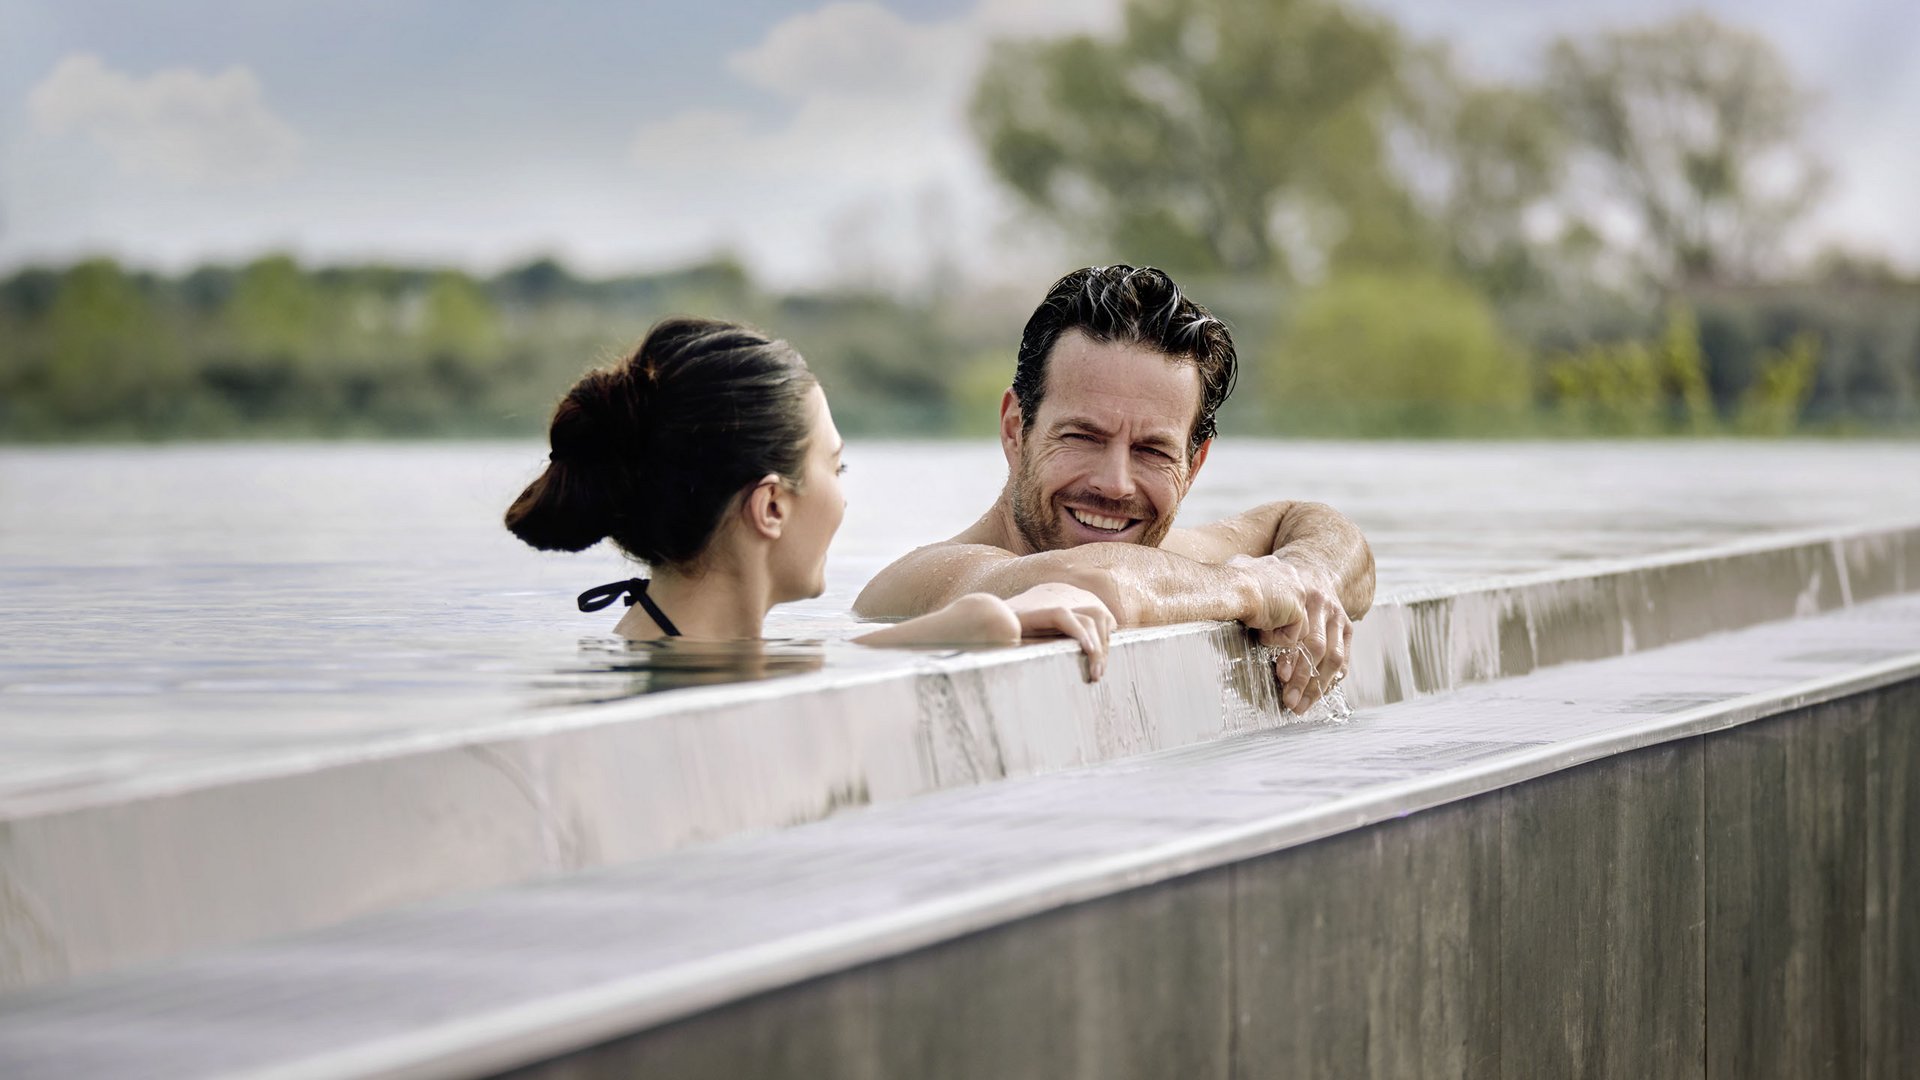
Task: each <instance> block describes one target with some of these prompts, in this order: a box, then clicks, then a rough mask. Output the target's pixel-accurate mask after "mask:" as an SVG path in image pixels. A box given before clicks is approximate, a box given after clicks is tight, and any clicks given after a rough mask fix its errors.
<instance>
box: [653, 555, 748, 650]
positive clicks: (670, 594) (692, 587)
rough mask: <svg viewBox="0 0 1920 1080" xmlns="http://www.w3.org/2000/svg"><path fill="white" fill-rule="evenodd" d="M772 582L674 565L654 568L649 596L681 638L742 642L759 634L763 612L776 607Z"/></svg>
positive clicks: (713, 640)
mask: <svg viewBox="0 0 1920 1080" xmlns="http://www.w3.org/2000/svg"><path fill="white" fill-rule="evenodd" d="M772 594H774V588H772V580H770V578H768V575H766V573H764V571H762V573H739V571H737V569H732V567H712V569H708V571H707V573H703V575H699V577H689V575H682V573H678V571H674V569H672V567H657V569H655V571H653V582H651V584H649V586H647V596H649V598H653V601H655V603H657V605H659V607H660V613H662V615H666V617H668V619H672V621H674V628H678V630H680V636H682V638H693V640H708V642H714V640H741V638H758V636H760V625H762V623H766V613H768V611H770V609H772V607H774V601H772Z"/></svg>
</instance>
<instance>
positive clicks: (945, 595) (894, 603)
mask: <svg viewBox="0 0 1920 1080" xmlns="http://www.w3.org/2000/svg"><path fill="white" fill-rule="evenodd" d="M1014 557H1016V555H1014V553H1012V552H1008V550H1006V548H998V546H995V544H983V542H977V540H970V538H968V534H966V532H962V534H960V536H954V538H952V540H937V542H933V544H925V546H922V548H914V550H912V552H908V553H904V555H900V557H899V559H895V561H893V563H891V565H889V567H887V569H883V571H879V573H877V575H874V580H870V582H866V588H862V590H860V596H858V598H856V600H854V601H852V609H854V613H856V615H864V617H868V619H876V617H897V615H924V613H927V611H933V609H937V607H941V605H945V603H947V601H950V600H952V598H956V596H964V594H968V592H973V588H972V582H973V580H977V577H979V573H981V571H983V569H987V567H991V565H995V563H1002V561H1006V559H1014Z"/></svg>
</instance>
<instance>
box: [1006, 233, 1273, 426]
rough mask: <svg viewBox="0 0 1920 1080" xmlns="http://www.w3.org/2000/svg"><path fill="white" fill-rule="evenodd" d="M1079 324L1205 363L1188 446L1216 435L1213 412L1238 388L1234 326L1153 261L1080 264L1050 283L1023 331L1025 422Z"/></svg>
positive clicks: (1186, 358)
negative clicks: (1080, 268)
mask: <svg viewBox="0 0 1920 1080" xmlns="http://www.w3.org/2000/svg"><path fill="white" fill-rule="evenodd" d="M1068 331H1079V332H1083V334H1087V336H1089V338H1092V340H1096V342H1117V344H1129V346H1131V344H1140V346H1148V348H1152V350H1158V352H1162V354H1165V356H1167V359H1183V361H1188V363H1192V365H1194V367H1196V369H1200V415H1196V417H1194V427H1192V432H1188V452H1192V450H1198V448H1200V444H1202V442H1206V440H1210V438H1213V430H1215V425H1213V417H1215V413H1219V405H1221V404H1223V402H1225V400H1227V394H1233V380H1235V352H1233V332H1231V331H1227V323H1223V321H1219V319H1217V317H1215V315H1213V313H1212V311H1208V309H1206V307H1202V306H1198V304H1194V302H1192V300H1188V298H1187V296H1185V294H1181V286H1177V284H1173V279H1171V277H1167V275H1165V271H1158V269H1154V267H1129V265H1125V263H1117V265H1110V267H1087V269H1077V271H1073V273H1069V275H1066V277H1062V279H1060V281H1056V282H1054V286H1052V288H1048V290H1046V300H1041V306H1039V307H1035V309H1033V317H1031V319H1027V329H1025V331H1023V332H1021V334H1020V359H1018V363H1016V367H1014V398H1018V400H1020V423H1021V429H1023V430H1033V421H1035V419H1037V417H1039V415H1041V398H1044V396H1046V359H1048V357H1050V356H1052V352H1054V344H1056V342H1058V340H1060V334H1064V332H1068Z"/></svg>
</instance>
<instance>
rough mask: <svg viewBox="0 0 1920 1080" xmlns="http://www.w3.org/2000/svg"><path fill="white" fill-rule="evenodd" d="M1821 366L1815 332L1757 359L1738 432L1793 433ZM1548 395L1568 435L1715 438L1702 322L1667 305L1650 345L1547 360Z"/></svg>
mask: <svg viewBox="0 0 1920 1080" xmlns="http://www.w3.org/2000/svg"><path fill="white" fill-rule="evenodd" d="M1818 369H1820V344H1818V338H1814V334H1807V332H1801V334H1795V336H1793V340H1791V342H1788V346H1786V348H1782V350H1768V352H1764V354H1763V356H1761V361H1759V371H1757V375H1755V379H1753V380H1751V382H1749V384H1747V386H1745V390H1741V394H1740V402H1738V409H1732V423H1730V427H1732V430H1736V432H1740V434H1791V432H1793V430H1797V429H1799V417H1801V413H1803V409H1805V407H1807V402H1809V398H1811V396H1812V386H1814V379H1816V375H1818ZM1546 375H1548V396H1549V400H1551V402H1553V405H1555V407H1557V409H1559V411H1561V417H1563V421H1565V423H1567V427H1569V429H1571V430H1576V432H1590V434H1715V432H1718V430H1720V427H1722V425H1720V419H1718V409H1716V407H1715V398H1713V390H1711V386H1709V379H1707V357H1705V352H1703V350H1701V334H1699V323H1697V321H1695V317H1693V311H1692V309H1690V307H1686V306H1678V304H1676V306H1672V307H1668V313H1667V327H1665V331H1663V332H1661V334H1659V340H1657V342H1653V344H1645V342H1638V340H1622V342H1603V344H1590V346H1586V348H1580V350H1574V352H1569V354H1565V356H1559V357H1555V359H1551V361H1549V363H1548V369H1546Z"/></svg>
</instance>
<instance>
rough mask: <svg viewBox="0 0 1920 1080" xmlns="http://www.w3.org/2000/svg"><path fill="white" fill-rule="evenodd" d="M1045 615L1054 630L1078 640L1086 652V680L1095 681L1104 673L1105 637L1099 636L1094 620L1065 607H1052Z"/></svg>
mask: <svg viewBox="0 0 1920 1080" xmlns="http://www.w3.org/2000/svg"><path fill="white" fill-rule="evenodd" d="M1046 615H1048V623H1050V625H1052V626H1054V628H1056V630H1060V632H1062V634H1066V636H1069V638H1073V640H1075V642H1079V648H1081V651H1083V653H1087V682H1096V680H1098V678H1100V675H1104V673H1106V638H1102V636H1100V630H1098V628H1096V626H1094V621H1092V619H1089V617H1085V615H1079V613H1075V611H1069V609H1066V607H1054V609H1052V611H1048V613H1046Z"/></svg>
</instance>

# [EXERCISE INSTRUCTIONS]
Find each line in the items above that contains the string "positive" and copy those lines in full.

# [WRITTEN RESPONSE]
positive clicks: (670, 594) (692, 587)
positive clicks: (713, 640)
positive clicks: (945, 595) (894, 603)
positive clicks: (1186, 358)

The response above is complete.